#### INSTRUCTIONS TO FOLLOW:
Count the lines in the items below that contain the word "dirt", and reply with that number alone.

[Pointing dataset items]
>> BEGIN

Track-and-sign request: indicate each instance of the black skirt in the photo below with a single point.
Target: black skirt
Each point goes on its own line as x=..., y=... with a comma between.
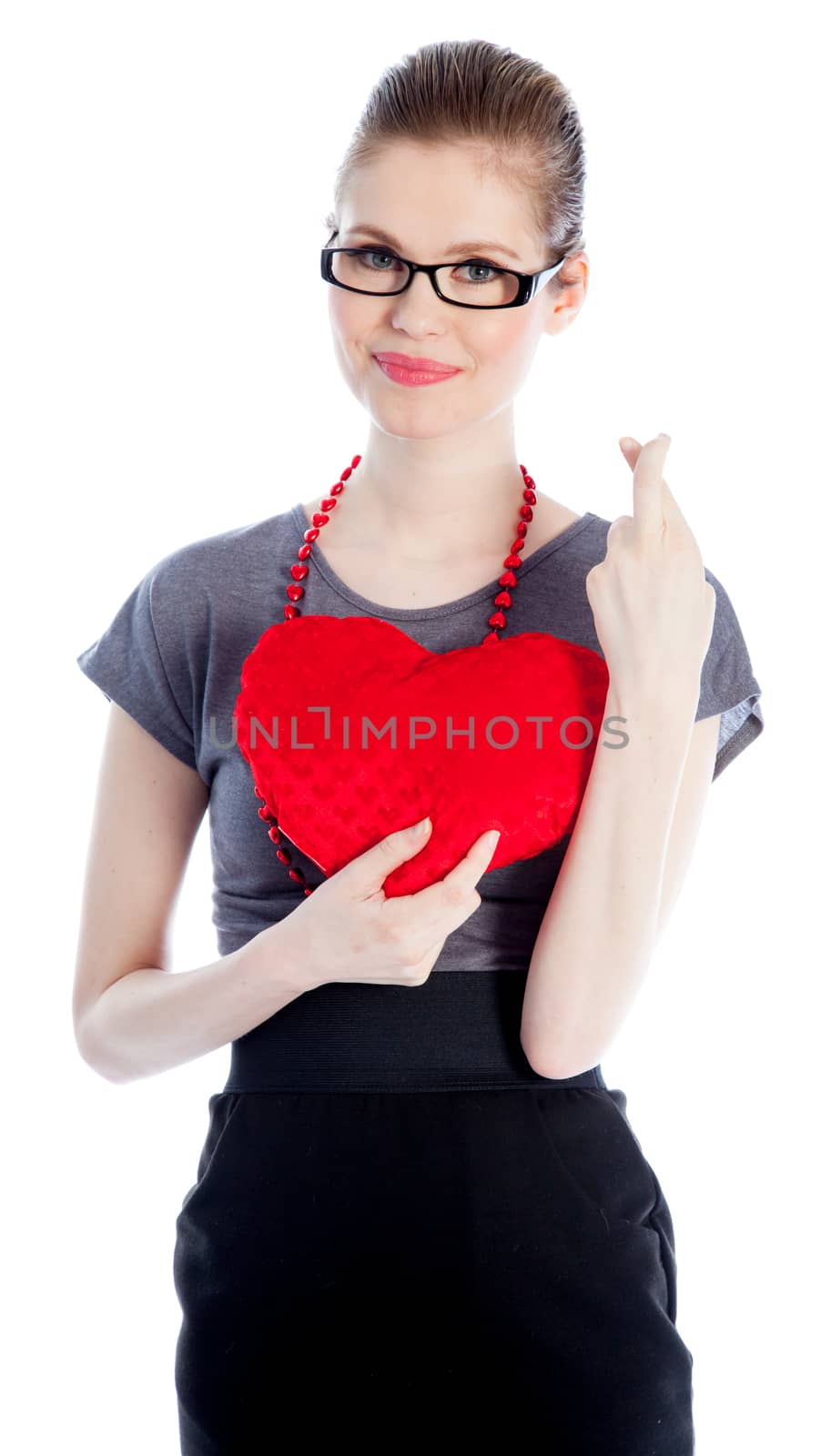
x=400, y=1232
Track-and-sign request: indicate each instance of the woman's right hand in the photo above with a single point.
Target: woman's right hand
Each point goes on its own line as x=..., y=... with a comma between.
x=350, y=931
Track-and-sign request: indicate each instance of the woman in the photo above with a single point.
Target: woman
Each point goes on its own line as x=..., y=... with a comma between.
x=417, y=1196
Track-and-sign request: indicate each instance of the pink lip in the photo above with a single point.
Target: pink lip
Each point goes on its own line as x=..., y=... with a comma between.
x=410, y=361
x=413, y=371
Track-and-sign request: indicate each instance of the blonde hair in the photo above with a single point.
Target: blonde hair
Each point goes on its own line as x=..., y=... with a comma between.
x=517, y=116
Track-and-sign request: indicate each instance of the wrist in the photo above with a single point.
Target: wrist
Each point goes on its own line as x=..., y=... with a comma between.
x=667, y=701
x=277, y=954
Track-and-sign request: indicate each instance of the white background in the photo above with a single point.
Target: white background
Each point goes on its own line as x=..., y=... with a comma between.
x=167, y=373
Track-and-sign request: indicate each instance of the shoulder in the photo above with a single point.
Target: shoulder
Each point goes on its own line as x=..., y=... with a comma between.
x=226, y=567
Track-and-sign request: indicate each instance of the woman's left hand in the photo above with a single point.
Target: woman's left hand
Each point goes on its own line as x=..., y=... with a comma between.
x=653, y=606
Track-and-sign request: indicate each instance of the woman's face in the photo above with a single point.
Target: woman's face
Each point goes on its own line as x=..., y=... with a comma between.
x=428, y=200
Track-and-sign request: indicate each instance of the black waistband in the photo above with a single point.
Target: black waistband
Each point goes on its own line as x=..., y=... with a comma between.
x=457, y=1030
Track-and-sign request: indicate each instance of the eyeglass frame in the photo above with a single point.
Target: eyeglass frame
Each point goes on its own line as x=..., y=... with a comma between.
x=529, y=283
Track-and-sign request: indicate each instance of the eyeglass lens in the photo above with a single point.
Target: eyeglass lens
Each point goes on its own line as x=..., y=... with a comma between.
x=376, y=271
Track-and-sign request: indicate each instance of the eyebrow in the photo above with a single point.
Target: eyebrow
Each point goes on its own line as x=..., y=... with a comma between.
x=453, y=249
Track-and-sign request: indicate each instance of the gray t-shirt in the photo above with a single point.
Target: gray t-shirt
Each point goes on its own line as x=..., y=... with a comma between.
x=172, y=659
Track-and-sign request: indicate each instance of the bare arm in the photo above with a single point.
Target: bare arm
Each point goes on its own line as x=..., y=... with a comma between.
x=131, y=1016
x=620, y=877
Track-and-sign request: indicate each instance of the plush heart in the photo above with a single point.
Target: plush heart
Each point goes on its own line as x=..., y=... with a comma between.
x=344, y=723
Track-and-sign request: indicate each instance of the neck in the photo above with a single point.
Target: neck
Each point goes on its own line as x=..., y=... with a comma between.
x=427, y=499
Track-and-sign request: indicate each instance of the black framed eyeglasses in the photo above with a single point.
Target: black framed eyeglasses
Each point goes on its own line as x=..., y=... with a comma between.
x=355, y=268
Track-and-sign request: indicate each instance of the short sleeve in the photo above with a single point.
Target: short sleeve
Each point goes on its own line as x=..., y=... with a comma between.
x=140, y=662
x=728, y=683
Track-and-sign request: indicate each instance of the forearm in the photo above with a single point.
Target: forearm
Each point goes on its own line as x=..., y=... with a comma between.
x=600, y=926
x=153, y=1019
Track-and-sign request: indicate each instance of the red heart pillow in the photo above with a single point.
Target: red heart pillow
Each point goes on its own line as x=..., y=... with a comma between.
x=344, y=725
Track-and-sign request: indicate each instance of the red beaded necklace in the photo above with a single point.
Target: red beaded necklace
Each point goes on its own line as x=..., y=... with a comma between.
x=296, y=592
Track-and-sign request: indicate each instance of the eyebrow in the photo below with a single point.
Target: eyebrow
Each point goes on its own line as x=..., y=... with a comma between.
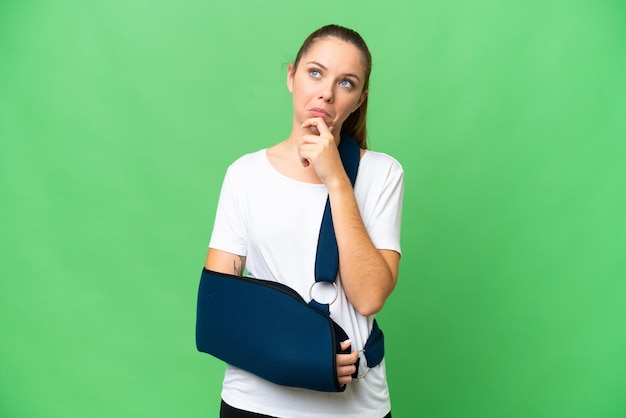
x=323, y=67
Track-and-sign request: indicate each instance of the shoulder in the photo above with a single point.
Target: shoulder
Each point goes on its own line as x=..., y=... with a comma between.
x=247, y=163
x=379, y=162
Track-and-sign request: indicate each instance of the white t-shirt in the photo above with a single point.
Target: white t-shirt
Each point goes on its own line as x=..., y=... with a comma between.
x=274, y=221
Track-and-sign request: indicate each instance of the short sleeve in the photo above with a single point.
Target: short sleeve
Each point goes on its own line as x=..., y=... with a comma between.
x=382, y=186
x=229, y=233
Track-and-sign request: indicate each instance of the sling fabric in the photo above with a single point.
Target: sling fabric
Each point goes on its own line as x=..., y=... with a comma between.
x=267, y=329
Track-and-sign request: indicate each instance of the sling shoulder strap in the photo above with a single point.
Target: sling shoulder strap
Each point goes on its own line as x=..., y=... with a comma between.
x=327, y=258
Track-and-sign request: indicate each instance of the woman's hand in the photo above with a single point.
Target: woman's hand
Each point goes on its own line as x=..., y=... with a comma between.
x=346, y=364
x=319, y=149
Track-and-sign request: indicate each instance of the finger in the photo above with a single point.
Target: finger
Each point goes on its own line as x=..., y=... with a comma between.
x=318, y=123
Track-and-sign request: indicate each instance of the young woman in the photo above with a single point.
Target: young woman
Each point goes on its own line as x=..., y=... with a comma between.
x=269, y=214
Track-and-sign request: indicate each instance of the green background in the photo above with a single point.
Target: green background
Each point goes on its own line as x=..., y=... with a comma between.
x=119, y=118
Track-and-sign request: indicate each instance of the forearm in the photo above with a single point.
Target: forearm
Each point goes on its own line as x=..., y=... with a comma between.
x=367, y=276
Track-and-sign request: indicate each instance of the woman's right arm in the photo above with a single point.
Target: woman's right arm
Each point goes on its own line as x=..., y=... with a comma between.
x=225, y=262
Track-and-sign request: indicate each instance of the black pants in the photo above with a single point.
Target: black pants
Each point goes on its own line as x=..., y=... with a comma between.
x=228, y=411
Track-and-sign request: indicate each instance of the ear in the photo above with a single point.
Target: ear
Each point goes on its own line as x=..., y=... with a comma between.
x=290, y=74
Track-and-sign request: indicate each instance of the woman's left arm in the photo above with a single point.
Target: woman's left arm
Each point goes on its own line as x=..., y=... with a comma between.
x=368, y=275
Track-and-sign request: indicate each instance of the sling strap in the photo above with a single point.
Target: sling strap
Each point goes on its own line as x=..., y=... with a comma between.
x=327, y=258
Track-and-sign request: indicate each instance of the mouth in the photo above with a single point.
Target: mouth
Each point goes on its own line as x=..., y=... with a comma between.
x=317, y=112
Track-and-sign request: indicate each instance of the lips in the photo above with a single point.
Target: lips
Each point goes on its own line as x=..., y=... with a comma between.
x=317, y=112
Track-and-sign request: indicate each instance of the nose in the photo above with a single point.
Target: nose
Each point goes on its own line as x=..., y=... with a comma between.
x=327, y=92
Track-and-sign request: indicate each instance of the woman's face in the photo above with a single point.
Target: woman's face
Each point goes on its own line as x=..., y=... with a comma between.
x=327, y=83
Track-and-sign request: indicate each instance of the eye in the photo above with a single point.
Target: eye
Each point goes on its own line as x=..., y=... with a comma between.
x=346, y=83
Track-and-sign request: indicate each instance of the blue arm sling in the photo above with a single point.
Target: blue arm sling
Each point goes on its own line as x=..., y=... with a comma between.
x=268, y=329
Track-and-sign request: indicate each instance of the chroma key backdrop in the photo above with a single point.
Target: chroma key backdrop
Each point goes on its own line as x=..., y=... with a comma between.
x=118, y=120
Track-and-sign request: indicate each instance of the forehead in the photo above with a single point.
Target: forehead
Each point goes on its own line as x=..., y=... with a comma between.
x=336, y=55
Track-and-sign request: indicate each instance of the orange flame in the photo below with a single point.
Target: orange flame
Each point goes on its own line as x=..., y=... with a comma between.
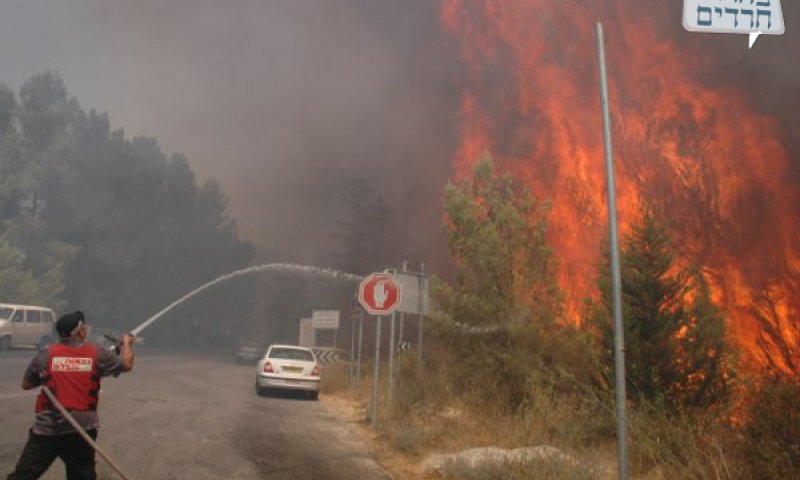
x=714, y=165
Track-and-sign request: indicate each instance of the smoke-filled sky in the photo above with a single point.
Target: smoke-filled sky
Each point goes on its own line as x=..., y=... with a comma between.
x=279, y=100
x=283, y=100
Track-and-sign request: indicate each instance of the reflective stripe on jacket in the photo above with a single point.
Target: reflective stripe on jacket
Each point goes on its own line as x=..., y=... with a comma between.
x=72, y=376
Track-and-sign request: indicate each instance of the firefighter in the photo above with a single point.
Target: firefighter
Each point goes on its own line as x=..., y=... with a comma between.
x=71, y=369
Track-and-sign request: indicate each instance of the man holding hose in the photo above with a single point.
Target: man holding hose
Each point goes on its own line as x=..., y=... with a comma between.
x=71, y=369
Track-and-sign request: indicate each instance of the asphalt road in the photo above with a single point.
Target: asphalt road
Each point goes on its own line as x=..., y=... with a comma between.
x=186, y=416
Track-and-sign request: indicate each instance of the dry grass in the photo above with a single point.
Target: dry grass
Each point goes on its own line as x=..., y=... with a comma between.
x=426, y=416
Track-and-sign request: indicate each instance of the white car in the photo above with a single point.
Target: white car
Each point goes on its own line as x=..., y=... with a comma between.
x=288, y=367
x=25, y=325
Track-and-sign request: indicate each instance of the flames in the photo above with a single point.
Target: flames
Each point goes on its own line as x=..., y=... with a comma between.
x=713, y=164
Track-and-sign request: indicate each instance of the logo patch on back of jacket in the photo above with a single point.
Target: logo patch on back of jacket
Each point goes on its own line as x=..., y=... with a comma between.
x=72, y=364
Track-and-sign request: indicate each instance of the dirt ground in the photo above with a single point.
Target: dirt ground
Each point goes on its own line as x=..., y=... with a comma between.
x=353, y=414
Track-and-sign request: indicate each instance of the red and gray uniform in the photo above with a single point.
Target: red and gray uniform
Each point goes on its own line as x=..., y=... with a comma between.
x=72, y=370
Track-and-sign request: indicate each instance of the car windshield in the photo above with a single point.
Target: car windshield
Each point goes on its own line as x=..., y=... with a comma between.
x=291, y=354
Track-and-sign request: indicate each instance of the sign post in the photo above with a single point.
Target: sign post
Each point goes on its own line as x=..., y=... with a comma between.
x=734, y=16
x=616, y=276
x=379, y=294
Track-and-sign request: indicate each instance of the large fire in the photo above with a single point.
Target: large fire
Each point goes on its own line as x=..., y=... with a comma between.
x=703, y=154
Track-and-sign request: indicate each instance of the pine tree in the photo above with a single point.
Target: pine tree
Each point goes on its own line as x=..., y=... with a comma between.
x=674, y=334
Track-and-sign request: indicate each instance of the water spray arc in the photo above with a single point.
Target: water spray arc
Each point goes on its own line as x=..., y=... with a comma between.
x=281, y=267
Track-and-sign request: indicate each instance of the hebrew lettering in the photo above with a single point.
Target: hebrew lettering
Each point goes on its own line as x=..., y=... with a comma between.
x=700, y=21
x=759, y=13
x=764, y=16
x=744, y=11
x=735, y=12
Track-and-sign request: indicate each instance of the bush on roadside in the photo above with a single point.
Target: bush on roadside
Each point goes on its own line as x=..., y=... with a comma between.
x=687, y=445
x=771, y=447
x=542, y=469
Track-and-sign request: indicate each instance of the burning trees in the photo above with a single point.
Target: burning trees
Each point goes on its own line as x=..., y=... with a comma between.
x=675, y=345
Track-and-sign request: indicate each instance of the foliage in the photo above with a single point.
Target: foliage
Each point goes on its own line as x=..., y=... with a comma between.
x=687, y=445
x=505, y=282
x=111, y=225
x=495, y=230
x=776, y=309
x=675, y=346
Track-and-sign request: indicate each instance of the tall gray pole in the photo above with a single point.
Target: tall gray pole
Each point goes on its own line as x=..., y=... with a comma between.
x=391, y=356
x=616, y=278
x=360, y=344
x=352, y=348
x=421, y=316
x=376, y=377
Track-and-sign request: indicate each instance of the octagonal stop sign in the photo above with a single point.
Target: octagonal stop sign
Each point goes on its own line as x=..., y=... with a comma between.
x=379, y=293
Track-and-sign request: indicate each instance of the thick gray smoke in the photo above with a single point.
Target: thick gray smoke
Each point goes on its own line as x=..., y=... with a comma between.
x=281, y=101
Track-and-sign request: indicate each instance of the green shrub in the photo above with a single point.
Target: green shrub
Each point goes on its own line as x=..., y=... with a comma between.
x=772, y=433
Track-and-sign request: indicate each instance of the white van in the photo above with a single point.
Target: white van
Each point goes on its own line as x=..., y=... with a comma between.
x=25, y=325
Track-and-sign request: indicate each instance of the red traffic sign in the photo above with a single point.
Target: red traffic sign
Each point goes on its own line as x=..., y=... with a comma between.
x=379, y=293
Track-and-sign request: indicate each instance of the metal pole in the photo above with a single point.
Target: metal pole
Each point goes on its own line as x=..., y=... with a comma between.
x=400, y=328
x=421, y=316
x=391, y=357
x=376, y=376
x=402, y=314
x=616, y=278
x=352, y=347
x=360, y=344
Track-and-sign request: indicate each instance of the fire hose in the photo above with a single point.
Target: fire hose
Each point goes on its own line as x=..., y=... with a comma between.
x=82, y=432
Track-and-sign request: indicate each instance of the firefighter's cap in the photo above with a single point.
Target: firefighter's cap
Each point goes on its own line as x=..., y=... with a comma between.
x=68, y=324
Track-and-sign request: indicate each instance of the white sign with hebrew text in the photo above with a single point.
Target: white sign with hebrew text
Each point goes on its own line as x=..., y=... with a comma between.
x=755, y=17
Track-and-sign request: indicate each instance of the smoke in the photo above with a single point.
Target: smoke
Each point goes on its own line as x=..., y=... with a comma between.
x=281, y=101
x=284, y=100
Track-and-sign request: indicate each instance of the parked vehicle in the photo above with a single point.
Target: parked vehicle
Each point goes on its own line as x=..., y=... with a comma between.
x=288, y=367
x=25, y=326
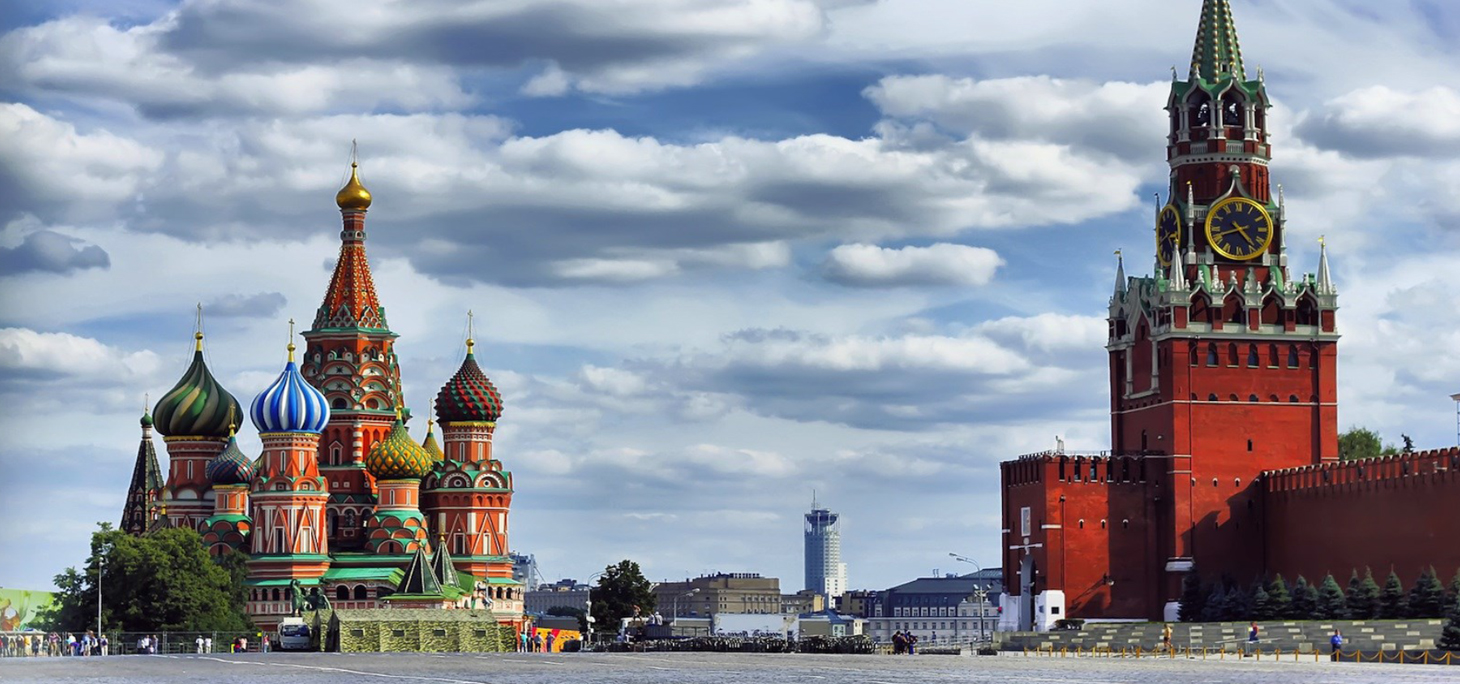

>> END

#### WRITTEN ANSWER:
2